> Required work
Could you reproduce the material below with each "run_detection" changed to "locate_objects" and everything else left the same?

====================

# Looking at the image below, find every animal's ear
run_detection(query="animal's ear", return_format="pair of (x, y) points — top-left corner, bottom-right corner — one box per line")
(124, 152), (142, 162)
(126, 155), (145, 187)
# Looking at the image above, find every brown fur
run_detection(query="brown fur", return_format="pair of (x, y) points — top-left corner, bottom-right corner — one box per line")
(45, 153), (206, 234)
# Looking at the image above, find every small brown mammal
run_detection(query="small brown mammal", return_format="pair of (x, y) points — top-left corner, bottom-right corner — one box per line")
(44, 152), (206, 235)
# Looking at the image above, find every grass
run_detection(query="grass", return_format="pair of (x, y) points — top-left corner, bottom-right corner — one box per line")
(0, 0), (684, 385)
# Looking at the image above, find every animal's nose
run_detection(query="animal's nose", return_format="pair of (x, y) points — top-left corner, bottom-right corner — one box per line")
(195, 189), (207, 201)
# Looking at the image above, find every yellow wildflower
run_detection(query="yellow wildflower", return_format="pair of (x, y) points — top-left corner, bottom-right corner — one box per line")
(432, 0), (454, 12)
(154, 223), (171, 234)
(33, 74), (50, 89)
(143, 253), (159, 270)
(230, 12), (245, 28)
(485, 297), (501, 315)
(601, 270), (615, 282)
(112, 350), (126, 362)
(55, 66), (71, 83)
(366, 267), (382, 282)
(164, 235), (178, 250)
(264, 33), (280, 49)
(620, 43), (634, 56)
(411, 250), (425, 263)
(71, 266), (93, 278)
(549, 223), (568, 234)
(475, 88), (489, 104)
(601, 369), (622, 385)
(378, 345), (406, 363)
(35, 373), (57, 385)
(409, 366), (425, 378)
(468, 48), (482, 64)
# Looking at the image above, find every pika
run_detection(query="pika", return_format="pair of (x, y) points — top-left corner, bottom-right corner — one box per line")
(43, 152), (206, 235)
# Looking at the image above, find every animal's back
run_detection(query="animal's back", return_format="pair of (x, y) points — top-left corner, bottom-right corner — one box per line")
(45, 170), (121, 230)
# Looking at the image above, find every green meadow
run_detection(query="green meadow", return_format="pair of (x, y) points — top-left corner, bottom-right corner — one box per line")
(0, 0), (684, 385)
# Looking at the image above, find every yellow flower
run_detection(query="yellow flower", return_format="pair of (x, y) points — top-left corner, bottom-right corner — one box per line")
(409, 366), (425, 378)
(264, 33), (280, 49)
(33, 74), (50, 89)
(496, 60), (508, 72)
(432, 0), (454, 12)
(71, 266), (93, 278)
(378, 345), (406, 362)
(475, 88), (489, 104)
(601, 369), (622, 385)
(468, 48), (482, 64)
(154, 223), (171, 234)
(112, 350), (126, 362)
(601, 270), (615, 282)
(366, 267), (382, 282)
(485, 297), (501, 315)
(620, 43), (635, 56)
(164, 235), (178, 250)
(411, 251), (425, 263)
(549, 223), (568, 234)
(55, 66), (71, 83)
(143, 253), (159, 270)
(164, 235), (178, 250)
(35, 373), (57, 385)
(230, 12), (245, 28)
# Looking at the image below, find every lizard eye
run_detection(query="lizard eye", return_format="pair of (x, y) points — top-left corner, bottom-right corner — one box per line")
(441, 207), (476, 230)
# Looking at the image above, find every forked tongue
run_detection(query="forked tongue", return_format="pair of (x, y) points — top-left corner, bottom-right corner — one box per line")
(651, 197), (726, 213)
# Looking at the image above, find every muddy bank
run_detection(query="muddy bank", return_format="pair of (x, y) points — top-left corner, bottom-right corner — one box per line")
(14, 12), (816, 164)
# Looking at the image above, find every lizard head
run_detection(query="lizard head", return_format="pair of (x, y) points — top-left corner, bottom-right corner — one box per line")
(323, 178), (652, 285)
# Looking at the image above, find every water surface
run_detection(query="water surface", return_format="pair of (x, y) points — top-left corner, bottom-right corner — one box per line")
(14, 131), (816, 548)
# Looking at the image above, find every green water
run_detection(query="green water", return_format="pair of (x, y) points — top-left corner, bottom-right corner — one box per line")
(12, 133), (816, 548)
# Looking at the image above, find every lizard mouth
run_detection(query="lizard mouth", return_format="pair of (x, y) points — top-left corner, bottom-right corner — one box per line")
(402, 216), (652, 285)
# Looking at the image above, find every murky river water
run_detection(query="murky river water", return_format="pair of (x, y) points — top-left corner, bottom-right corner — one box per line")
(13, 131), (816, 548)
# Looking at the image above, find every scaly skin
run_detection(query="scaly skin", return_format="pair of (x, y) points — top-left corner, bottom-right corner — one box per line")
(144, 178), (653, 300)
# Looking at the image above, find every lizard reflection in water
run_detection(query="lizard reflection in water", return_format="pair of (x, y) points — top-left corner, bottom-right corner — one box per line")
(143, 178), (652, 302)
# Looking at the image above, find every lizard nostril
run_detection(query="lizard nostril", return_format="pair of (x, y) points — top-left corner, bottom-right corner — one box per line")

====================

> Exercise response
# Looking at the image below, find every animal's ear
locate_objects(query="animal's ear", return_format="pair of (x, y) points — top-left corner, bottom-right corner — one box per line")
(124, 152), (142, 162)
(126, 155), (145, 187)
# Looking at the image above, find every brown fur
locate_objects(query="brown fur", return_format="pair of (x, y) points — top-left corner, bottom-right corner — one box per line")
(45, 153), (206, 234)
# Looking at the image above, find every small brown mammal
locate_objects(query="small brown mammal", return_format="pair of (x, y) points — top-left corner, bottom-right corner — one box per line")
(44, 152), (206, 235)
# Looking at the image above, find every grass
locate_objects(query="grass", return_format="pair of (x, y) points — top-left corner, bottom-right corner — one box per line")
(0, 0), (684, 385)
# Looking at the image above, find every animal's nose
locate_objects(query="animal's nose", return_format="pair of (x, y) points — top-left corner, bottom-right corner — one box per line")
(195, 189), (207, 201)
# Looking at the image above, find every yellow wildflower
locate_objects(query="yellow wildflower", return_format="pair of (x, y) points — top-left corner, bottom-right corner — one box per line")
(432, 0), (454, 12)
(154, 223), (171, 234)
(33, 74), (50, 89)
(143, 253), (159, 270)
(230, 12), (245, 28)
(485, 297), (501, 315)
(601, 270), (615, 282)
(112, 350), (126, 362)
(55, 66), (71, 83)
(366, 267), (382, 282)
(164, 235), (178, 250)
(264, 33), (280, 49)
(620, 43), (634, 56)
(411, 250), (425, 263)
(71, 266), (93, 278)
(549, 223), (568, 234)
(475, 88), (489, 104)
(601, 369), (622, 385)
(378, 345), (406, 363)
(35, 373), (57, 385)
(409, 366), (425, 378)
(468, 48), (482, 64)
# Looking at the image above, find every pika
locate_objects(query="pika", return_format="pair of (x, y) points — top-left corner, bottom-right corner — one box per line")
(43, 152), (206, 235)
# Looking at the image above, find every animal's back
locate_objects(query="animal's back", return_format="pair of (x, y) points — top-left corner, bottom-right corner — one box per line")
(45, 170), (121, 230)
# Looking at the image above, find every green meadow
locate_objects(query="green meadow", return_format="pair of (x, y) points — top-left corner, bottom-right corner — one box per line")
(0, 0), (684, 385)
# Looking at the image above, find every yellow flower
locate_objects(query="yellow flower", return_format="pair of (x, y) points — top-left corner, bottom-right corner — one box per line")
(409, 366), (425, 378)
(264, 33), (280, 49)
(33, 74), (50, 89)
(496, 60), (508, 72)
(432, 0), (454, 12)
(71, 266), (93, 278)
(378, 345), (406, 362)
(475, 88), (489, 104)
(601, 369), (622, 385)
(468, 48), (482, 64)
(154, 223), (171, 234)
(112, 350), (126, 362)
(601, 270), (615, 282)
(366, 267), (382, 282)
(485, 297), (501, 315)
(620, 43), (635, 56)
(164, 235), (178, 250)
(411, 251), (425, 263)
(549, 223), (568, 234)
(55, 66), (71, 83)
(143, 253), (159, 270)
(164, 235), (178, 250)
(35, 373), (57, 385)
(230, 12), (245, 28)
# Looking at the image below, find every lizard eye
locate_objects(query="lizard eye", return_format="pair of (x, y) points — top-left corner, bottom-right corner — one box per line")
(441, 207), (476, 230)
# Looking at the image above, find every forked tongue
locate_objects(query="forked tongue", return_format="pair of (x, y) points — top-left corner, bottom-right corner — one box per line")
(651, 197), (726, 213)
# Looking at the image above, find every muddy bank
locate_objects(query="muddy bank", return_format="pair of (x, y) points — top-left corner, bottom-right corner — one box per line")
(14, 12), (816, 164)
# Looking at the image above, find every lizard head
locate_objects(query="lizard head", return_format="pair of (x, y) points — top-left corner, bottom-right corner — one box per line")
(323, 178), (652, 285)
# Looking at the image above, find every water surface
locate_objects(query="water surface", return_format="pair of (x, y) points — top-left corner, bottom-right corner — one box per line")
(14, 131), (816, 548)
# Looking at the image above, find every green water
locate_objects(query="green water", return_format="pair of (x, y) points — top-left corner, bottom-right corner — one box per line")
(12, 133), (816, 548)
# Looking at the image above, find every lizard mouth
locate_objects(query="lizard mouth", return_format="pair of (x, y) points — top-left corner, bottom-right corner — one box per line")
(402, 216), (652, 285)
# Looking at the image above, find every murky river water
locate_objects(query="murky river water", return_format="pair of (x, y) points — top-left corner, bottom-right corner — one box per line")
(13, 131), (816, 548)
# Looking at the image above, find every scaly skin
locate_objects(query="scaly skin", return_format="pair of (x, y) points — top-left corner, bottom-right corner — one box per line")
(144, 178), (653, 300)
# Looking at the image above, find every lizard reflection in water
locate_objects(query="lizard reflection in water", return_format="pair of (x, y) points — top-left corner, bottom-right corner — one box per line")
(143, 178), (652, 302)
# Looking at the image above, find every lizard nostril
locate_objects(query="lizard nostril", return_format="pair of (x, y) points — top-left corner, bottom-right corner — one box per line")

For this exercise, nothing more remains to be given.